* begin SUPPLIED ENTRIES *
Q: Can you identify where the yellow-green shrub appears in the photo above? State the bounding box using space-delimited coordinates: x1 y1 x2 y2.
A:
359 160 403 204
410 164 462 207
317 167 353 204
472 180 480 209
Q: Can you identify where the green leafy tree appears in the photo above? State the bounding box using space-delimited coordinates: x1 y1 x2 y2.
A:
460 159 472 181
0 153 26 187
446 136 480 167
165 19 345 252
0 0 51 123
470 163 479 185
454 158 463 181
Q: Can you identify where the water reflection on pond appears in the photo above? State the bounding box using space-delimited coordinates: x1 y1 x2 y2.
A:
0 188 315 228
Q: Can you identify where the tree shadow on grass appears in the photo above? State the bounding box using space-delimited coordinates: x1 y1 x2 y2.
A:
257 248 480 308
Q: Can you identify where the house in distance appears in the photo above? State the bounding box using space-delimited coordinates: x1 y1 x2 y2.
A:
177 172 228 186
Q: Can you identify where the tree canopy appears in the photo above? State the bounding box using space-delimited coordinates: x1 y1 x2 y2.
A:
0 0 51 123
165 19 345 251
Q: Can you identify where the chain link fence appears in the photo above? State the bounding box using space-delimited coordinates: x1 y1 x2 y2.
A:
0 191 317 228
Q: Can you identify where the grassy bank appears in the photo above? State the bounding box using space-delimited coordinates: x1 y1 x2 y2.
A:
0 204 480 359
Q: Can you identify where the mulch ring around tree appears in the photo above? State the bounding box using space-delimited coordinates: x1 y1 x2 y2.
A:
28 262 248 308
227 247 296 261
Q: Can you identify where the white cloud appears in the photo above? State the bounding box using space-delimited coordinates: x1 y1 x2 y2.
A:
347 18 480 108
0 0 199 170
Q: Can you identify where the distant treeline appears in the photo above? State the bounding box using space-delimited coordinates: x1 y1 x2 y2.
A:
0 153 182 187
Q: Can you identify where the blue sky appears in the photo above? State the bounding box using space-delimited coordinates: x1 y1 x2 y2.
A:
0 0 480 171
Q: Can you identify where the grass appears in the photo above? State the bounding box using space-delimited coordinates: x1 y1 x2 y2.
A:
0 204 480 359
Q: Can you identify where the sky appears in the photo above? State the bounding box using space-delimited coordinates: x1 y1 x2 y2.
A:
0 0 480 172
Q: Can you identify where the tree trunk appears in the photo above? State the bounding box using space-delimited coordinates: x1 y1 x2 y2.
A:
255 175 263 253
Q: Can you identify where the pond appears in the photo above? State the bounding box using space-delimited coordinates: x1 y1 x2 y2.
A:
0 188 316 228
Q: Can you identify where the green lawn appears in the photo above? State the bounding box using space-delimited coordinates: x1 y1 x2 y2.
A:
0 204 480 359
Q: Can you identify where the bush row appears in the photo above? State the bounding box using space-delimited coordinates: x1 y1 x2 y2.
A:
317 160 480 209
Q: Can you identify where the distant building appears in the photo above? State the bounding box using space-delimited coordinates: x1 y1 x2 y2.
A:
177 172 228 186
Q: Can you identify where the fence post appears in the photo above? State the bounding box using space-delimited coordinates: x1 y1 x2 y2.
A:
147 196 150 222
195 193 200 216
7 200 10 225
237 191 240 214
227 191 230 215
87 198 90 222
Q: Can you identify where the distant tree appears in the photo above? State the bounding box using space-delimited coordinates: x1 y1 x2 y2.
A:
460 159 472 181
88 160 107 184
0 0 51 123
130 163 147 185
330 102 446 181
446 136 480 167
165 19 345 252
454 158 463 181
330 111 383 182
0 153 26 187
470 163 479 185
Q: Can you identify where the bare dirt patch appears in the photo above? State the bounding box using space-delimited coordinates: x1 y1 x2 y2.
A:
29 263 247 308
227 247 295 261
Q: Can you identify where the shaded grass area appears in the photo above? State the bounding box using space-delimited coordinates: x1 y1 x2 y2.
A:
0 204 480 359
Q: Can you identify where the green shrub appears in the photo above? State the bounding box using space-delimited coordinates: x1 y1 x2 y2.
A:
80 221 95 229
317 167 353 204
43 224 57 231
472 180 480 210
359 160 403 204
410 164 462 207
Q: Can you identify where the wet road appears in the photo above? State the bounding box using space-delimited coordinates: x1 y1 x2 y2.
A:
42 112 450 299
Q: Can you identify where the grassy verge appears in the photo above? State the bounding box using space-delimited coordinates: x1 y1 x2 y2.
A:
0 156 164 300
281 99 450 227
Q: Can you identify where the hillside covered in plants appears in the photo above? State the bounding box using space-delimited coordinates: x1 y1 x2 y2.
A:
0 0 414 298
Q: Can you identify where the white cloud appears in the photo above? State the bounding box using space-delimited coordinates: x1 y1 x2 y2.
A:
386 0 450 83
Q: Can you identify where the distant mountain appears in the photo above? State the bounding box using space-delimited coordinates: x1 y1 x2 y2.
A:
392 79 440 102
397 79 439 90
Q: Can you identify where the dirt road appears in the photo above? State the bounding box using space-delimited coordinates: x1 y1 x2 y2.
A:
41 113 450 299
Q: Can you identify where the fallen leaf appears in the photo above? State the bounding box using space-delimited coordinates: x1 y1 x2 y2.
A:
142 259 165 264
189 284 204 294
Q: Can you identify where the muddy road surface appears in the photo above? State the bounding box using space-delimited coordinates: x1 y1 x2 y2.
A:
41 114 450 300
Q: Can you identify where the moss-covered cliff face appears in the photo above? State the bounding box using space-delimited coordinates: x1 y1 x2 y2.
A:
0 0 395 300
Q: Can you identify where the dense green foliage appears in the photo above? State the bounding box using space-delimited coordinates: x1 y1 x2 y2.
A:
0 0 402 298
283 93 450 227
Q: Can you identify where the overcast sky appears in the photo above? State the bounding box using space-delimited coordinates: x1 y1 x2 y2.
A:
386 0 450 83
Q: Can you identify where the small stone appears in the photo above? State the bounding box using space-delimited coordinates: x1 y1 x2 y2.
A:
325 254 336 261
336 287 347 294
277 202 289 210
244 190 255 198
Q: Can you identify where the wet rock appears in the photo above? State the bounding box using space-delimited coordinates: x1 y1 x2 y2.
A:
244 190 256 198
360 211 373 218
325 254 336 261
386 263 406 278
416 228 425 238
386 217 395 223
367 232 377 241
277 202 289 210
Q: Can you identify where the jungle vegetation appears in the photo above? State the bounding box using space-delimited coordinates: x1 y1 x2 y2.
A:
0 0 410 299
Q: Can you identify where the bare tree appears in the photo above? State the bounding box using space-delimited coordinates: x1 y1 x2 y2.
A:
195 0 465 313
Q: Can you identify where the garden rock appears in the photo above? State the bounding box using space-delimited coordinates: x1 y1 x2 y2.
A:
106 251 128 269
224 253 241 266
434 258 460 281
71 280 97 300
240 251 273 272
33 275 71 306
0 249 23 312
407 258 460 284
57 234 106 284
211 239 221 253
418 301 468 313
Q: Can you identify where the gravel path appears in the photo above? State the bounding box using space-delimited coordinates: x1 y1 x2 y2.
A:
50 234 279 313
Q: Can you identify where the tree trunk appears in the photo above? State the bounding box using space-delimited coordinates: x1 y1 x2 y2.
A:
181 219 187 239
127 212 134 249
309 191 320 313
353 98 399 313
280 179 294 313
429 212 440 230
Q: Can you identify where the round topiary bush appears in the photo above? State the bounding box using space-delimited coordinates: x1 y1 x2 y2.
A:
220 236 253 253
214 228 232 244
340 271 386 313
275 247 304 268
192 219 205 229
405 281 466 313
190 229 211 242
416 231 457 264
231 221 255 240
* end SUPPLIED ENTRIES *
▶ SHORT PROBLEM: Can you rewrite all of the records above so that every "bounding box" becomes "enclosing rectangle", with everything else left unchanged?

▶ WRITTEN RESPONSE:
Q: Can you identify where the yellow-green shrub appears in the photo above? State the enclosing rectangle using space-delimited coordinates: x1 y1 x2 y2.
A:
359 160 403 204
410 164 462 207
317 167 353 204
472 180 480 209
Q: Can you identify where the green leafy tree appears in the photo above? State the enclosing rectangle using space-delimited coordinates: x1 y1 x2 y2.
A:
460 159 472 181
0 153 26 187
446 136 480 167
165 19 345 252
0 0 51 123
470 163 479 185
454 158 463 181
Q: Can you identify where the water reflection on pond appears in the photo above? State the enclosing rectangle using space-delimited coordinates: x1 y1 x2 y2.
A:
0 188 315 228
Q: Can you identify where the tree shadow on grass appears in the photo above? State the enclosing rectangle using space-delimited coordinates: x1 y1 x2 y2.
A:
257 248 480 308
Q: Can you identify where the house in distance appears in the photo above? State the enclosing rectangle using space-delimited coordinates: x1 y1 x2 y2.
A:
177 172 228 186
Q: Can you identify where the tree canopy appears in the photo above? State the enclosing rectangle using space-delimited coordinates: x1 y1 x2 y2.
A:
0 0 51 123
165 19 345 251
Q: Can you identify where the chain link fence appears in the photo above? State the enclosing rectangle using space-delimited coordinates: x1 y1 x2 y2.
A:
0 191 317 228
Q: Can you identify where the grassy bank appears in the photo above? State the enclosing rectangle using space-delimited coordinates: x1 y1 x2 y2.
A:
0 204 480 359
Q: Can you identify where the mulch ring around tree appears in the photo above? State the enclosing rectangle using space-delimited coordinates: x1 y1 x2 y2.
A:
28 262 248 308
227 247 296 261
Q: Can you identify where the white cloud appears in the photo above? State the enclosing rectangle using space-delimited coordinates: x1 y1 x2 y2.
A:
347 18 480 108
0 0 199 170
Q: Can you identify where the distant treeline appears in the photo above? State the enclosing rectangle using space-delimited coordinates: x1 y1 x2 y2.
A:
0 153 182 187
Q: Can you identify where the blue sky appears in the photo above? State the enclosing rectangle using space-delimited coordinates: x1 y1 x2 y2.
A:
0 0 480 171
Q: Can you identify where the grass appears in the photo above? State the enclosing rectangle using space-delimited coordinates: x1 y1 x2 y2.
A:
0 204 480 359
Q: Can you identify where the sky appears in the photo above? State the enclosing rectangle using space-delimited coordinates: x1 y1 x2 y2.
A:
0 0 480 172
Q: Can you identify where the tree trunk appears in the photo above? State the enclosing rectangle using space-delimited coordinates: x1 y1 x2 y2.
A:
255 175 263 253
Q: Can you identify where the pond appears in the photo above? State the enclosing rectangle using space-delimited coordinates: x1 y1 x2 y2.
A:
0 188 316 228
Q: Can you identify where the green lawn appears in the photo above? State the enclosing rectangle using space-delimited coordinates: x1 y1 x2 y2.
A:
0 204 480 359
Q: Can you identify where the bush row appears in the photo above? State the enclosing rectangle using space-delimited coordinates: x1 y1 x2 y2.
A:
317 160 480 209
Q: Can you identify where the distant building appears in the photo above? State the enclosing rectangle using space-delimited coordinates: x1 y1 x2 y2.
A:
177 172 228 186
Q: Can you identify where the fence post appears in the photo above? State the enclosing rectangle using space-delimited coordinates: x1 y1 x2 y2.
A:
147 196 150 222
195 193 200 216
7 200 10 225
237 191 240 214
227 191 230 215
87 198 90 222
Q: Can you identify where the distant tree appears in the photo above? State the enclosing rectangle using space-delimited coordinates: x1 y1 x2 y2.
A:
460 159 472 181
88 160 107 184
0 0 51 123
130 163 147 185
330 102 446 181
446 136 480 167
165 19 345 252
454 158 463 181
330 111 383 182
0 153 26 187
470 163 479 185
Q: Can you identify where the bare dirt patch appears in the photo above? State the enclosing rectangle using space-delimited coordinates: x1 y1 x2 y2.
A:
29 263 247 308
227 247 295 261
Q: Can you identify where the shaded grass area appears in the photo above? State the enclosing rectangle using space-delimited coordinates: x1 y1 x2 y2.
A:
0 204 480 359
Q: Can you identify where the green shrub appears in the photo above? State the enclosing rectangle using space-delimited coordinates: x1 y1 x2 y2.
A:
80 221 95 229
317 167 353 204
43 224 57 231
472 180 480 210
359 160 403 204
410 164 462 207
Q: Can you identify where the wet road appears in the photo above? State the enclosing rectangle using space-delimited coordinates: x1 y1 x2 y2.
A:
42 112 450 299
Q: Can you identify where the grassy verge appears in the photo above? State the enclosing rectangle using space-delimited coordinates: x1 y1 x2 y2.
A:
0 156 164 300
281 99 450 227
Q: Can you identify where the hillside covered in plants appears in the photo above? State the enclosing rectangle using space-delimited coordinates: x1 y1 x2 y2.
A:
0 0 414 298
Q: Can you identify where the white cloud appears in the photo above? State the enclosing rectangle using space-delimited coordinates: x1 y1 x2 y2.
A:
386 0 450 83
Q: Can you identify where the distant mountain appears in the photo above? State the enclosing rectangle using space-delimited coordinates: x1 y1 x2 y2.
A:
392 79 440 102
397 79 439 90
Q: Can you identify where the dirt road appears in the photo above? State the enclosing rectangle using space-delimited coordinates: x1 y1 x2 y2.
A:
41 113 450 299
Q: Can you identify where the fallen leaf appears in the photo above? State the enclosing rectangle using space-delimited coordinates: x1 y1 x2 y2.
A:
142 259 165 264
189 284 204 294
Q: Can you identify where the muddy road surface appears in the photo above? State the enclosing rectangle using space-delimited coordinates: x1 y1 x2 y2.
A:
41 114 450 300
Q: Can you identify where the moss-covered cliff face appears in the photo above? State the enclosing rectangle using space-delimited coordinates: x1 y1 x2 y2.
A:
0 0 395 300
Q: Can you identify where the dense green foliage appears in the photo above? State the enclosing rectangle using space-delimited coordinates: x1 y1 x2 y2.
A:
0 0 402 298
283 93 450 227
Q: Can you identify where the overcast sky appears in the photo above? State the enclosing rectangle using space-delimited coordinates: x1 y1 x2 y2.
A:
386 0 450 83
Q: Can you identify where the small stone appears in the photo above? State the enclosing rectangle using space-delimited coordinates: x1 y1 x2 y2.
A:
325 254 336 261
336 287 347 294
277 202 289 210
244 190 255 198
Q: Can you identify where the wet rock appears in the photo above? State the enclosing rectangle using space-delimited coordinates: x1 y1 x2 y2.
A:
244 190 256 198
360 211 373 218
325 254 336 261
386 263 406 278
416 228 425 238
386 217 395 223
367 232 377 241
277 202 289 210
Q: Can you identify where the jungle vegetation appears in the photo above? State the enclosing rectangle using space-delimited coordinates: x1 y1 x2 y2.
A:
0 0 410 299
Q: Can you identify where the bare tree appears in the photo above? State the enclosing rectangle using space-delimited coordinates: x1 y1 x2 y2.
A:
195 0 465 313
Q: Can you identify where the garden rock appears in the photo above? State the enclosing rectangle using space-delimited coordinates: x1 y1 x2 y2.
A:
106 251 128 269
224 253 241 266
434 258 460 281
71 280 97 300
240 251 273 272
33 275 71 306
0 249 23 312
407 258 460 284
57 234 106 284
211 239 221 253
418 301 468 313
Q: Can you identify where the gravel path appears in the photo above? State the enclosing rectangle using space-delimited coordinates: x1 y1 x2 y2.
A:
50 234 279 313
Q: Can you identify where the tree trunk appears in the photo above? State the enclosing rectangle using space-delimited coordinates: x1 y1 x2 y2.
A:
181 219 187 239
127 212 134 249
309 191 320 313
353 98 399 313
280 179 294 313
429 212 440 230
Q: Can you identify where the round topiary bush appears in the photo above? State the enclosing rectangle using space-delimited coordinates: x1 y1 x2 y2.
A:
220 236 253 253
214 228 232 244
340 271 386 313
275 247 304 268
192 219 205 229
405 281 466 313
190 229 211 242
416 231 457 264
231 221 255 240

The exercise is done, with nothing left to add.